Extracted records:
↓

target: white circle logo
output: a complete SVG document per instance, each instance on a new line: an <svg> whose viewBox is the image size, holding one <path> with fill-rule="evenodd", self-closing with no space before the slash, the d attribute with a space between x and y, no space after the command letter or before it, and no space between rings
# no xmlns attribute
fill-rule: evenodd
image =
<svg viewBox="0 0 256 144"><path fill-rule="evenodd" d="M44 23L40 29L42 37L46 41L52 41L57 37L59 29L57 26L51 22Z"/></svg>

↑

• [WHAT YOU HAVE TO DO]: Copy the items above again, substituting "emblem" for "logo" and keeping everything else the same.

• [TASK RESULT]:
target: white circle emblem
output: a complete SVG document per instance, each instance on a new line: an <svg> whose viewBox is the image size, holding one <path> with fill-rule="evenodd", self-closing with no space before the slash, the d attribute with a space between x and y, no space after the command letter or before it, and no space between rings
# no xmlns attribute
fill-rule: evenodd
image =
<svg viewBox="0 0 256 144"><path fill-rule="evenodd" d="M44 23L40 29L42 37L46 41L52 41L57 37L59 29L57 26L51 22Z"/></svg>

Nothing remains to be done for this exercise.